→ Your goal
Rewrite all the items below, replacing "Target" with "Label" throughout and keeping everything else the same. Leave the pictures out.

== Dataset content

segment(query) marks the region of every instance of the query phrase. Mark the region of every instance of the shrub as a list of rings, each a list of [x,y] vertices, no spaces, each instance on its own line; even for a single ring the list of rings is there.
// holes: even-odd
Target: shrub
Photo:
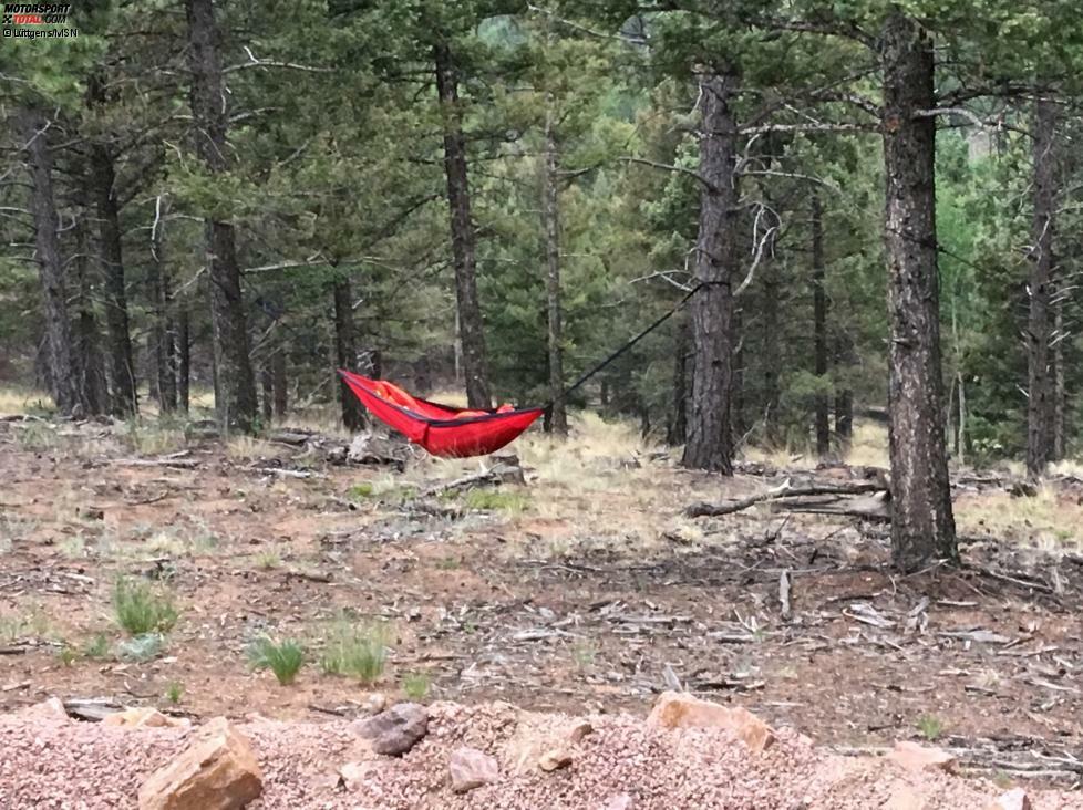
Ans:
[[[305,665],[305,650],[295,638],[276,642],[261,636],[248,646],[248,663],[254,669],[270,669],[282,686],[289,686]]]
[[[166,633],[179,617],[168,594],[125,577],[113,589],[113,612],[117,624],[130,635]]]
[[[388,635],[383,624],[358,627],[340,622],[328,637],[320,666],[330,675],[351,675],[362,684],[375,683],[388,663]]]

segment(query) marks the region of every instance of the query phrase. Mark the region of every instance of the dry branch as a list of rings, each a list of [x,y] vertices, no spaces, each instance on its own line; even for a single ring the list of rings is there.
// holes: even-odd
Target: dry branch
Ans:
[[[804,487],[792,487],[790,486],[790,481],[786,481],[776,489],[769,489],[766,492],[750,495],[747,498],[724,501],[722,503],[708,503],[705,501],[692,503],[684,510],[684,513],[690,518],[719,517],[721,515],[740,512],[755,506],[756,503],[762,503],[767,500],[802,498],[814,495],[864,495],[866,492],[879,492],[883,490],[884,485],[878,481],[813,484]]]

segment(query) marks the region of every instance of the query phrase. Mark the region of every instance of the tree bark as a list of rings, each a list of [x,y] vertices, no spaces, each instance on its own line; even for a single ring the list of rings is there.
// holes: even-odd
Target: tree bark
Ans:
[[[92,105],[105,103],[105,90],[101,76],[91,77],[87,96]],[[128,328],[114,155],[110,145],[102,141],[92,141],[89,152],[91,190],[97,212],[99,247],[102,268],[105,273],[105,326],[109,335],[109,368],[113,388],[113,413],[117,416],[127,416],[137,411],[138,403],[135,393],[132,334]]]
[[[778,295],[781,280],[778,264],[771,255],[771,248],[764,247],[763,260],[760,262],[760,278],[763,281],[763,300],[760,305],[760,318],[763,322],[763,356],[761,357],[761,374],[763,375],[763,440],[767,447],[777,447],[782,437],[778,434],[778,404],[782,401],[780,375],[782,357],[780,355],[778,333]]]
[[[186,0],[185,10],[196,152],[210,174],[220,174],[227,167],[228,116],[213,0]],[[248,356],[248,330],[233,226],[208,218],[206,240],[217,380],[215,408],[224,428],[235,424],[248,433],[256,418],[256,381]]]
[[[564,401],[564,336],[560,313],[560,209],[558,199],[559,147],[553,122],[553,98],[545,105],[545,155],[542,164],[542,230],[545,235],[546,304],[549,349],[550,411],[546,424],[550,433],[568,435],[568,414]]]
[[[813,332],[815,338],[815,371],[821,384],[827,380],[827,289],[824,283],[824,217],[819,193],[812,191],[812,252],[813,252]],[[827,393],[816,394],[816,454],[831,453],[831,424],[827,413]]]
[[[692,397],[685,467],[733,475],[733,436],[730,432],[732,383],[733,217],[736,202],[734,156],[736,122],[730,101],[736,77],[705,72],[699,76],[702,134],[699,174],[699,233],[695,242],[695,283],[704,287],[692,297]]]
[[[1027,322],[1027,471],[1036,477],[1053,458],[1055,430],[1054,374],[1050,342],[1053,338],[1053,236],[1055,231],[1053,103],[1034,104],[1034,222]]]
[[[275,393],[275,418],[286,418],[289,393],[286,391],[286,352],[281,346],[271,355],[271,387]]]
[[[34,248],[45,321],[45,350],[53,402],[62,414],[79,415],[79,364],[72,350],[71,323],[64,290],[64,264],[56,235],[56,199],[53,196],[53,160],[48,122],[35,106],[19,113],[19,134],[30,168],[30,211],[34,220]]]
[[[677,344],[673,349],[673,414],[670,418],[667,443],[680,445],[688,434],[688,319],[679,313]]]
[[[932,44],[914,20],[893,12],[880,55],[891,325],[891,550],[896,565],[915,571],[934,558],[959,557],[940,378],[936,120],[916,115],[936,106]]]
[[[192,386],[192,335],[187,294],[174,297],[174,310],[177,318],[177,406],[184,413],[188,413],[190,404],[188,392]]]
[[[357,344],[353,330],[353,297],[349,279],[336,279],[331,285],[334,298],[334,360],[339,368],[352,368],[357,363]],[[339,402],[342,405],[342,424],[351,433],[364,429],[364,412],[350,387],[339,380]]]
[[[161,208],[158,209],[161,212]],[[165,222],[156,217],[151,233],[151,263],[147,282],[151,288],[151,342],[154,345],[154,377],[158,392],[158,408],[163,414],[177,409],[176,349],[171,312],[172,284],[165,263]]]
[[[462,345],[466,399],[472,408],[493,404],[485,360],[485,331],[477,299],[477,269],[474,224],[471,221],[470,180],[466,172],[466,139],[458,110],[458,77],[451,48],[441,42],[433,48],[436,93],[444,117],[444,173],[447,176],[447,204],[451,208],[452,253],[455,262],[455,300],[458,340]]]
[[[94,283],[90,268],[89,207],[80,200],[83,215],[75,228],[75,356],[79,357],[79,399],[87,414],[104,414],[109,409],[109,386],[105,365],[99,344],[97,318],[94,314]]]

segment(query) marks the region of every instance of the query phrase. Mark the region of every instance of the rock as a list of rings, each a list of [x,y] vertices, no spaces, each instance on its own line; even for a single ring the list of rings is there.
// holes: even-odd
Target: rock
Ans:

====

→ Written response
segment(query) marks the region of every instance of the query phrase. Mark the region of every instance of the shrub as a list of rings, each a list of [x,y] vertices, no spaces, each instance on its own line; even for a single ring the list of rings is there.
// holes: even-odd
Label: shrub
Photo:
Ans:
[[[305,665],[305,650],[295,638],[276,642],[261,636],[248,646],[248,663],[254,669],[270,669],[282,686],[289,686]]]
[[[166,633],[179,617],[168,594],[125,577],[113,589],[113,612],[117,624],[130,635]]]
[[[388,635],[383,624],[358,627],[340,622],[328,637],[320,666],[330,675],[351,675],[362,684],[375,683],[388,663]]]

segment(query) marks the region of every instance of the query phrase. Mark the region of every instance of the dry branch as a list of rings, each a list of [x,y] vertices, no spaces, each instance on its own line; even for a single ring the list of rings is there.
// holes: even-odd
Label: dry branch
Ans:
[[[804,487],[792,487],[790,486],[790,481],[786,481],[776,489],[769,489],[766,492],[750,495],[747,498],[724,501],[722,503],[708,503],[705,501],[692,503],[684,510],[684,513],[690,518],[719,517],[721,515],[740,512],[755,506],[756,503],[762,503],[767,500],[802,498],[814,495],[864,495],[866,492],[879,492],[883,490],[884,485],[878,481],[813,484]]]

segment(query) marks the region of every instance of the query phrase. Mark the region of every instance of the tree bark as a list of rings, each a list of [x,y] vertices, no spaces, each instance on its own line; even for a single ring the list of rings is there.
// holes: even-odd
Label: tree bark
Ans:
[[[92,105],[105,103],[105,90],[101,76],[91,77],[87,96]],[[128,328],[114,155],[110,145],[102,141],[92,141],[89,152],[91,190],[97,212],[99,247],[102,268],[105,273],[105,326],[109,335],[109,368],[113,388],[113,413],[117,416],[127,416],[137,411],[138,403],[135,393],[132,334]]]
[[[778,295],[781,280],[778,264],[771,255],[771,248],[764,247],[763,260],[760,262],[760,278],[763,281],[763,300],[760,305],[760,318],[763,322],[763,356],[761,357],[761,374],[763,375],[763,440],[767,447],[777,447],[782,437],[778,434],[778,404],[782,401],[780,375],[782,357],[780,355],[778,333]]]
[[[186,0],[185,10],[196,152],[210,174],[220,174],[227,167],[228,116],[213,0]],[[248,356],[248,330],[233,226],[208,218],[206,240],[217,380],[215,408],[224,428],[235,424],[248,433],[256,418],[256,381]]]
[[[564,401],[564,336],[560,313],[560,209],[558,199],[559,147],[553,122],[553,98],[545,105],[545,155],[542,164],[542,230],[545,235],[546,304],[549,349],[550,411],[546,424],[550,433],[568,435],[568,414]]]
[[[813,332],[815,338],[815,371],[821,384],[827,380],[827,289],[824,283],[824,217],[819,193],[812,191],[812,252],[813,252]],[[827,393],[816,394],[816,454],[831,453],[831,424],[827,413]]]
[[[692,397],[685,467],[733,475],[733,436],[730,432],[732,383],[733,217],[736,202],[734,156],[736,122],[730,101],[736,77],[705,72],[699,76],[702,134],[699,174],[699,233],[695,242],[695,283],[704,287],[692,297]]]
[[[1027,322],[1027,471],[1036,477],[1053,458],[1055,430],[1054,374],[1050,342],[1053,338],[1053,236],[1055,231],[1053,103],[1034,104],[1034,222]]]
[[[275,393],[275,418],[286,418],[289,393],[286,391],[286,352],[281,346],[271,355],[271,387]]]
[[[34,248],[45,321],[45,350],[53,402],[62,414],[79,415],[79,364],[72,350],[71,323],[64,290],[64,264],[56,235],[56,199],[53,196],[53,160],[48,122],[35,106],[19,113],[19,134],[30,168],[30,211],[34,220]]]
[[[677,344],[673,349],[673,414],[670,418],[667,443],[680,445],[688,434],[688,319],[679,313]]]
[[[932,44],[914,20],[893,12],[880,55],[891,325],[891,550],[896,565],[915,571],[934,558],[959,557],[940,378],[936,120],[916,115],[936,106]]]
[[[192,386],[192,335],[187,294],[174,297],[174,310],[177,318],[177,406],[184,413],[188,413],[190,404],[188,392]]]
[[[357,344],[353,330],[353,297],[349,279],[336,279],[331,285],[334,298],[334,360],[339,368],[352,368],[357,363]],[[339,402],[342,405],[342,424],[351,433],[364,429],[364,412],[350,387],[339,380]]]
[[[161,208],[158,209],[161,212]],[[165,222],[156,217],[151,233],[151,263],[147,282],[151,288],[151,342],[154,345],[154,377],[158,392],[158,408],[163,414],[177,409],[176,349],[171,312],[172,284],[165,263]]]
[[[462,345],[466,399],[472,408],[493,404],[485,360],[485,331],[477,299],[477,269],[474,224],[471,221],[470,180],[466,172],[466,139],[458,110],[458,77],[451,48],[441,42],[433,48],[436,93],[444,117],[444,173],[447,176],[447,204],[451,208],[452,253],[455,262],[455,300],[458,340]]]
[[[94,283],[90,268],[89,207],[80,200],[83,215],[75,228],[75,356],[79,357],[79,399],[87,414],[104,414],[109,409],[109,386],[105,365],[99,344],[97,318],[94,314]]]

segment(query) marks the region of every instance of the query phrase. Mark the region of every instance of the rock as a list of rings, each a list of [x,y] vertices, no spaces, each instance on its own line; even for a single ring the list of rings is there.
// holes: even-odd
Label: rock
Ans:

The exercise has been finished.